_Your tasks_.
1. Repeat the section of the passage about quitting modeling that opens with the words containing "I got thrown" and closes with "set scared me.".
2. Finish out the next part of the passage about quitting modeling, starting after its final sentence.

_Passage for review_.
*** Begin section ***

Why things turned difficult
There were many factors that eventually led me to quit, the main one being that it destroyed my mental health.
The modelling industry is very competitive, and on top of that other women look down on each other because they believe their beauty is better than yours and there is a sense of jealousy if one model is on set longer than another.
Automatically making the other one feel very less of herself, and comparing her beauty to another woman.
I got thrown in the deep end with no guidance and proper management, and this led me to feel really insecure about myself. The girl who once was the most confident outspoken girl became the quiet girl that wanted to go unnoticed, the girl who hid behind everyone else’s shadows, that no longer wanted to be the centre of attention.
I started to get sick of people touching me, and having no control over what I did on set scared me.
I did not want to be given a schedule that told me what I was going to do; I enjoyed my independence.
To add, people were not witnessing different types of beauty because the people who were in control of the publications and the designers in power are not making it happen.
Having a ‘hijabi’ model was something very new to the industry and I have experienced feeling oppressed and not having any say in what I wore. The hijab is a religious garment that is meant to be worn with empowerment, but eventually, I drifted away and got into the confusing grey area of letting the team on-set to style my hijab.

*** End section ***

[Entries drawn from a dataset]

*** Begin section ***

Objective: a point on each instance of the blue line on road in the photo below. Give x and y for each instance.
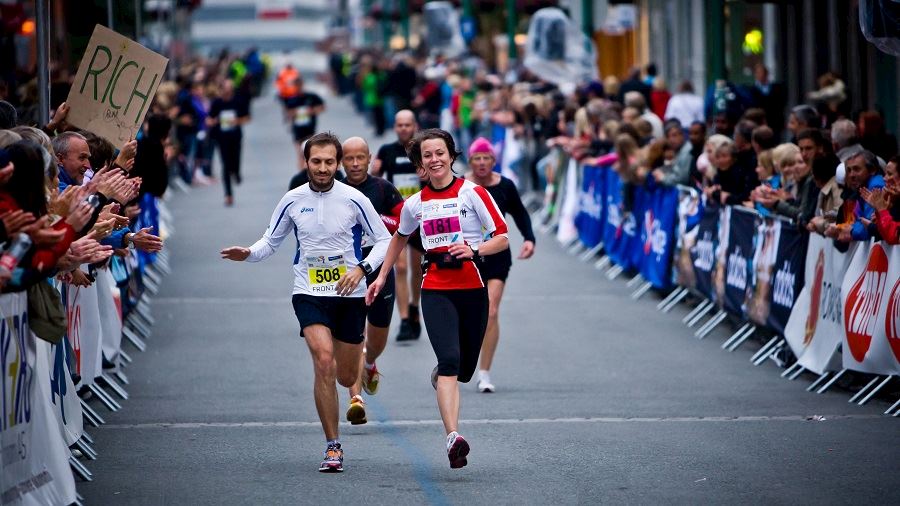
(421, 467)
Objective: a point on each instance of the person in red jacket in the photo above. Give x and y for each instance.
(886, 203)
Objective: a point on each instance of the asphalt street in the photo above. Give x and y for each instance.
(600, 399)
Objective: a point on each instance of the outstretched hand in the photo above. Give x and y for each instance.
(236, 253)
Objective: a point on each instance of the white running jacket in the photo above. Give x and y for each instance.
(328, 227)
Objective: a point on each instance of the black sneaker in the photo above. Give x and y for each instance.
(333, 461)
(405, 333)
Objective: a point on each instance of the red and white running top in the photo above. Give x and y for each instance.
(461, 213)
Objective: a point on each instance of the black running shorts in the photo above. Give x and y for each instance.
(495, 266)
(382, 308)
(345, 316)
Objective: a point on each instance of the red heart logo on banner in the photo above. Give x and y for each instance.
(892, 321)
(863, 302)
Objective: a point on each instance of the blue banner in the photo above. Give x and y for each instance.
(634, 234)
(658, 236)
(739, 254)
(703, 252)
(591, 215)
(612, 225)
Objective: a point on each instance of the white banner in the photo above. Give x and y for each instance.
(110, 315)
(871, 301)
(816, 327)
(64, 396)
(83, 333)
(34, 459)
(569, 208)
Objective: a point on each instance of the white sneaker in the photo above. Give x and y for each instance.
(484, 383)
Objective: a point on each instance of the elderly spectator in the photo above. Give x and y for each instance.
(802, 207)
(733, 181)
(886, 203)
(829, 203)
(862, 173)
(802, 117)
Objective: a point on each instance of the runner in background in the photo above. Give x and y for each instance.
(387, 202)
(328, 218)
(303, 109)
(453, 215)
(227, 114)
(286, 84)
(392, 163)
(495, 268)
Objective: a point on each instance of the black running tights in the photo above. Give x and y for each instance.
(456, 321)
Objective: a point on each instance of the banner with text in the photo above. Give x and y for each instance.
(814, 330)
(871, 301)
(34, 459)
(114, 86)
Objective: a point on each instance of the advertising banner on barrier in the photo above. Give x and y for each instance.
(35, 459)
(739, 253)
(766, 242)
(83, 332)
(690, 211)
(788, 275)
(612, 227)
(569, 208)
(633, 235)
(658, 236)
(815, 328)
(703, 253)
(591, 209)
(870, 301)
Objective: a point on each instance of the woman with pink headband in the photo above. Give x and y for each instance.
(495, 268)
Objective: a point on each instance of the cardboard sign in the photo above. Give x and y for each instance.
(114, 86)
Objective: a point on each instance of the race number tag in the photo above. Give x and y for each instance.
(301, 116)
(227, 120)
(325, 269)
(440, 223)
(407, 184)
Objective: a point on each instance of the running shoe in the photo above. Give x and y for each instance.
(370, 379)
(334, 460)
(356, 413)
(405, 333)
(457, 450)
(484, 383)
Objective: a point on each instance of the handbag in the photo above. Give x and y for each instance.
(46, 315)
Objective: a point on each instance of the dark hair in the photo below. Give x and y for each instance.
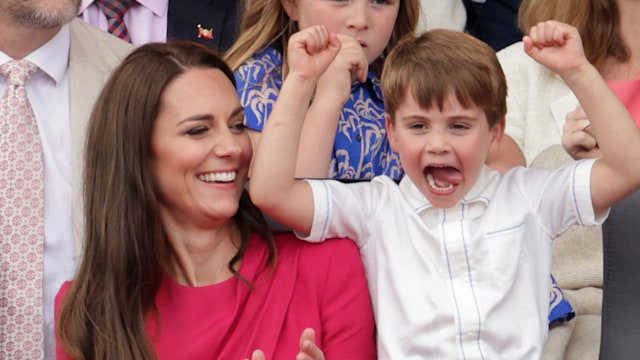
(442, 62)
(126, 249)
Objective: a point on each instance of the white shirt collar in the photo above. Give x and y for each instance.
(158, 7)
(52, 58)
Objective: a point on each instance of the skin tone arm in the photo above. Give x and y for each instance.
(273, 187)
(321, 121)
(617, 174)
(577, 138)
(505, 155)
(331, 94)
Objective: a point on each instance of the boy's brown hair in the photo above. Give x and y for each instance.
(441, 62)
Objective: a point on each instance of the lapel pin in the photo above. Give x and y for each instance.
(205, 33)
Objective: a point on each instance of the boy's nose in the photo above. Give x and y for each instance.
(437, 143)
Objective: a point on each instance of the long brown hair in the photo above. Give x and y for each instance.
(126, 250)
(598, 22)
(265, 23)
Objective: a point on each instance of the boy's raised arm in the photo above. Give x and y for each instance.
(617, 174)
(272, 186)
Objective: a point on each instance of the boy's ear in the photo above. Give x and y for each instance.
(290, 8)
(391, 131)
(497, 132)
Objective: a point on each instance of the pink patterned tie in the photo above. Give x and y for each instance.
(114, 10)
(21, 220)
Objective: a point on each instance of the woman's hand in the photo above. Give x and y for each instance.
(308, 348)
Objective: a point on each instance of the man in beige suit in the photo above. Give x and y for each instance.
(74, 60)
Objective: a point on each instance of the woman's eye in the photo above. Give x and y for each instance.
(197, 130)
(238, 127)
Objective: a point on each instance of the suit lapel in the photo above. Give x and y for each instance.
(92, 56)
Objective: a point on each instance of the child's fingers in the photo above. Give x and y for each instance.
(308, 348)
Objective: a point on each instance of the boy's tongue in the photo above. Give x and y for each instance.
(445, 176)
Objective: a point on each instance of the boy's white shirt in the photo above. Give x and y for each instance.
(467, 282)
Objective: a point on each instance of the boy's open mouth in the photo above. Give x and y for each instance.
(442, 179)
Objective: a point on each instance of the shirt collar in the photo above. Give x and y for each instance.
(158, 7)
(48, 57)
(472, 205)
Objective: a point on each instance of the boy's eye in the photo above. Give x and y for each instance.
(417, 126)
(197, 130)
(459, 126)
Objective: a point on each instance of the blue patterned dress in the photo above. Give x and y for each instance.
(361, 149)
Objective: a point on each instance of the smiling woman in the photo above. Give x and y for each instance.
(178, 262)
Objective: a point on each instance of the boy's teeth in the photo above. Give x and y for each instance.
(432, 183)
(218, 177)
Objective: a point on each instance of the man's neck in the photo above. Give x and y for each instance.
(19, 40)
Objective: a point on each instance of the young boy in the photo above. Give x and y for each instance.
(457, 255)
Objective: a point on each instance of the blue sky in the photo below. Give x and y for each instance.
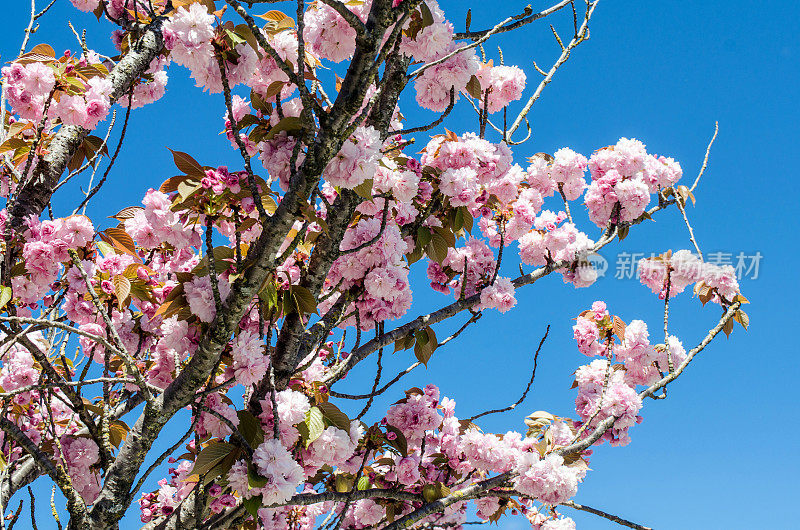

*** End section ***

_Numbered answers_.
1.
I got thrown in the deep end with no guidance and proper management, and this led me to feel really insecure about myself. The girl who once was the most confident outspoken girl became the quiet girl that wanted to go unnoticed, the girl who hid behind everyone else’s shadows, that no longer wanted to be the centre of attention.
I started to get sick of people touching me, and having no control over what I did on set scared me.

2.
I thought: Why don’t I have a voice anymore?
How I coped with these negative experiences
One way I learned to deal with all these issues I was facing was to research every shoot I was taking part in, and knowing what it was for before I accept attending any shoots. Also, I researched my rights as a model and what is acceptable and what was not. This helped me be assertive about what I was going to tolerate, and I pushed myself to make my opinion known.
However, speaking out and taking control enabled me to protect my mental health, but the industry has an opinionated model, and this is what I had become.
Eventually, the team did not like my opinion and say so they reduced my shoots and it led me to terminate my contract.
Since then I worked on my mental health and I am glad I walked away from not being able to take control or being appreciated.
This was the best decision I have made and since then I have been the happiest.